• [Deine Aufgabe] Fasse den Forumsthread zum Bike-Treff rund um Saarbrücken in zwei Sätzen zusammen.

• [Zu lesender Auszug]
# # # # #

# Bike-Treff rund um Saarbrücken



## Caro2305 (9. September 2013)

Hallo liebe Bikerinnen,

ich ziehe zum Oktober nach Saarbrücken ins schöne Saarland. Da ich gerne mountainbike und das auch im Winter gerne weiter tun möchte, suche ich ein paar nette Mitfahrerinnen, die ab und zu Lust haben mir die schönen Trails des Saarlandes zu zeigen.
Kennt ihr irgendwelche Gruppen, die sich regelmäßig treffen oder sind hier vielleicht ein paar Saarländer dabei, die Lust haben gemeinsam zu fahren?

Wäre cool, so ein bisschen mehr "Land und Leute" kennen zu lernen 

Liebe Grüße,

Caro


----------



## motogilera (6. Oktober 2013)

# # # # #

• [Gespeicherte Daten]

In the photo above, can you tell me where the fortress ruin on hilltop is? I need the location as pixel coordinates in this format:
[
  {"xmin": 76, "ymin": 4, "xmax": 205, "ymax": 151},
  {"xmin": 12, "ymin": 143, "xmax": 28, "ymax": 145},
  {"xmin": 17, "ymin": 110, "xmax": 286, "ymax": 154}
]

# # # # #

• [Lösung] Caro zieht zum Oktober nach Saarbrücken und sucht, weil das Mountainbiken auch im Winter weitergehen soll, nette Mitfahrerinnen, die ab und zu die Trails des Saarlandes zeigen. Außerdem fragt Caro nach Gruppen, die sich regelmäßig treffen, oder nach Saarländern, die Lust haben, gemeinsam zu fahren, und fände es schön, so mehr „Land und Leute“ kennenzulernen.